Work instructions.
Your task is to extract the lines from the one holding "TARGET: white contrail" through the end of the material. Set them down exactly and add nothing.

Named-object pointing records

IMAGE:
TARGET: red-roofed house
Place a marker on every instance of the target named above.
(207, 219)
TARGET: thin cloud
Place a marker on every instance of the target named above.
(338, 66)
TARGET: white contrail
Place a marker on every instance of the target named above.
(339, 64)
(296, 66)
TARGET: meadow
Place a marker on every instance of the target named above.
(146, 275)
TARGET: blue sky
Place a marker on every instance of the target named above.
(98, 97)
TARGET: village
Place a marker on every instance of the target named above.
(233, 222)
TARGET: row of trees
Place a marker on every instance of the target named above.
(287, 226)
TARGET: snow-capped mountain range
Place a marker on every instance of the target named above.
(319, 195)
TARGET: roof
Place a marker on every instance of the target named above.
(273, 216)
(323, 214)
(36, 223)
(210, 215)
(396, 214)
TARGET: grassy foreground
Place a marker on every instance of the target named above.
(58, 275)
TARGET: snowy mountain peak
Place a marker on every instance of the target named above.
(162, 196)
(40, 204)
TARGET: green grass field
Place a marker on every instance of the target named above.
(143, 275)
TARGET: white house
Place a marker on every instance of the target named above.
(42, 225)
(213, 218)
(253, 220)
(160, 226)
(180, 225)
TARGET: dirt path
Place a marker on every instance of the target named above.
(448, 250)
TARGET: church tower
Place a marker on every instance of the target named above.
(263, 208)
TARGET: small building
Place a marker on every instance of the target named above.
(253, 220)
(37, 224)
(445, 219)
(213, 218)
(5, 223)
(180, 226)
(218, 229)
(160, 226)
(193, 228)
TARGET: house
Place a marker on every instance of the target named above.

Response below.
TARGET: white contrail
Place a marker on every instance of the target named above.
(339, 64)
(296, 66)
TARGET: meadow
Place a marker on every instance of the target named above.
(146, 275)
TARGET: blue sky
Place a marker on every instance of the target named above.
(98, 97)
TARGET: village
Place a marker on every instance of the target named above.
(233, 222)
TARGET: row of trees
Place a marker on every instance of the target named above.
(287, 226)
TARGET: snow-capped mountain range
Place a marker on every instance of the target named above.
(319, 195)
TARGET: roof
Place a marker on every instance of the target named above.
(273, 216)
(323, 214)
(36, 223)
(210, 215)
(396, 214)
TARGET: grassy foreground
Place a marker on every instance of the target named above.
(58, 275)
TARGET: snowy mountain peak
Place a marker on every instance of the target named above.
(162, 196)
(40, 204)
TARGET: green grass field
Place a marker on every instance of the target named above.
(143, 275)
TARGET: white house
Place a marker on every instance of the target named above.
(42, 225)
(213, 218)
(253, 220)
(160, 226)
(180, 225)
TARGET: dirt path
Place a marker on every instance of the target named above.
(448, 250)
TARGET: church tower
Place a marker on every instance of the target named above.
(263, 208)
TARGET: small building
Place a marker on every instance of the target named above.
(253, 220)
(37, 224)
(445, 219)
(213, 218)
(5, 223)
(180, 226)
(218, 229)
(160, 226)
(193, 228)
TARGET: house
Place a marker on every instance of the target named above.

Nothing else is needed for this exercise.